» Passage given

The other problem is that there's no copyright on information, anyone can take your article rewrite your article or summarize it or whatever, so there's no guarantee you'll get paid for what you've done.
posted by delmoi at 4:02 PM on February 2, 2011


Thorough review here.

Money quote: The problem with The Daily... is that it’s three things in a single package: an app, a newspaper and a business model.
posted by Joe Beese at 4:37 PM on February 2, 2011


The original launch of The Daily was supposed to have Steve Jobs as part of the dog and pony show. I suspect the timing of his leave of absence was to specifically avoid this.
posted by oneswellfoop at 4:52 PM on February 2, 2011


It's a new venture by Rupert Murdoch, and say what you will about his politics...

Or, say what you want about the data analysis that shows he's dumbing down America.

But hey! Enough of that, let's just get with this new gol dang thing-a-ma-jig what gawt pitchers and werds!
posted by uraniumwilly at 4:54 PM on February 2, 2011


What do we call it? How about a news site?

Seriously, what can it do that an HTML 5 based web site can't other than limit the audience to a specific bunch of fickle, bored gadget consumers with short attention spans (iPad owners)?

Smells like Prodigy (the extinct online service, not the techno-cum pop-misogyny guys).
posted by mr.ersatz at 5:11 PM on February 2, 2011


Btw, documentarian Adam Curtis has created a truly awesome video-filled blog post about Murdoch through the ages.
Wyatt cannot believe the treachery. He was the man who fixed it so Mrs Thatcher wouldn't refer the Times purchase to the Monopolies Commission. And now Murdoch is betraying him and turning to Blair.
And further on:
and not to mention the possible reference of BSkyB to the Monopolies Commission
Seems some things never change...

» Recorded information
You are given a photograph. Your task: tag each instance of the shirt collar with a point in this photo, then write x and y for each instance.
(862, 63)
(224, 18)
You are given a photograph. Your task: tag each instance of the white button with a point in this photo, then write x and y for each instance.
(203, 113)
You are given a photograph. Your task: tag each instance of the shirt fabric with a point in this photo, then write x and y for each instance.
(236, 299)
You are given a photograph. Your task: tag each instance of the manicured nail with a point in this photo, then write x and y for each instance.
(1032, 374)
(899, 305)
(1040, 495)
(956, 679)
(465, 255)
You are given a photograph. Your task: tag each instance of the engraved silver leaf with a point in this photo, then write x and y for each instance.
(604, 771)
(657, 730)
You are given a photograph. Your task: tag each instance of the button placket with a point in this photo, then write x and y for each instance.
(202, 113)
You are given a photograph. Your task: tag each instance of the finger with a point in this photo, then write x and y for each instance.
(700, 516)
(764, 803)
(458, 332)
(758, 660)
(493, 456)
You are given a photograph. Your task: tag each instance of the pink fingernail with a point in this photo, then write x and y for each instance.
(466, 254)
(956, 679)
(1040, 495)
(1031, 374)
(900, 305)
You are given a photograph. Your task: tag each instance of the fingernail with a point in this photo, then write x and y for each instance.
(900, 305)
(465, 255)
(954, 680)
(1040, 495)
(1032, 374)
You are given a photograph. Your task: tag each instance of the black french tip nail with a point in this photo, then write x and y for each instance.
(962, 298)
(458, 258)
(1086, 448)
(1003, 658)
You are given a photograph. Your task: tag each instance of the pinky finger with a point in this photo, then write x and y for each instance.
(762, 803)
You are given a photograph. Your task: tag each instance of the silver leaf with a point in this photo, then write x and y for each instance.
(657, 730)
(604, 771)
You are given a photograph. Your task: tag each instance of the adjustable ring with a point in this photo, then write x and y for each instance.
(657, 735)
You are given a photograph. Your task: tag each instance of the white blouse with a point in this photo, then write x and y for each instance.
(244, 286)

» Challenges
A. Pull out every line of the records that contains the string "silver", treating uppercase and lowercase as different.
B. Write what comes next in the comment thread about The Daily, picking up after its last line.

» Answers in order
A.
You are given a photograph. Your task: tag each instance of the engraved silver leaf with a point in this photo, then write x and y for each instance.
You are given a photograph. Your task: tag each instance of the silver leaf with a point in this photo, then write x and y for each instance.

B.
posted by djgh at 5:26 PM on February 2, 2011


a 100-page non-paper newspaper delivered fresh daily

Ah! 100 pages of what exactly? I take a good 30% is advertising, or will be, regardless of the fact that the newspaper is paid for, if Sky is to be taken as reference model: it does run commercials, even if not as much as a generalistic free TV of course. And reruns, endless reruns, for it is good to keep costs down.

And again if the paper is or will be modeled on FoxNews, we can expect a whole lot of propaganda disguised in a fashion that appeals to "readers" (as opposed to "viewers").

I don't buy into this model in which I am spoon-fed a generalistic, unchallening, digested blob of info: give me a powerful search engine any time, and a ton of highly specialized content providers.
posted by elpapacito at 5:27 PM on February 2, 2011


"Is reading newspapers really all that hard to do through a browser? Why do you need a special app to do this when we already have the web? I don't get it."

Of course it's not that hard, but you can't charge people to read your stuff through a browser unless you're the WSJ or a porn site.

The special app lets you charge people for the content reliably. That's the whole point of the App Store model.

Also, 800,000 users isn't hard to imagine when there will be something like 20 million iPads alone out there by end of 2011, and everyone else is making tablets too now. You can be sure there will be an Android version of this, too. Murdoch's got the cash to take a loss on this for quite some time, to build audience.

Anyone know how much the NYT App is going to start charging? $40 a year, I'd pay that in a heartbeat for the NYT. If they try to charge $300+ a year for it, well... good luck.
posted by zoogleplex at 1:17 AM on February 3, 2011


20 million iPads by the end of 2011? Call it 30m, as there are already 15m out there, and they sold over 7m in the last quarter alone.
posted by DanCall at 6:11 AM on February 3, 2011


I stand corrected! Thanks.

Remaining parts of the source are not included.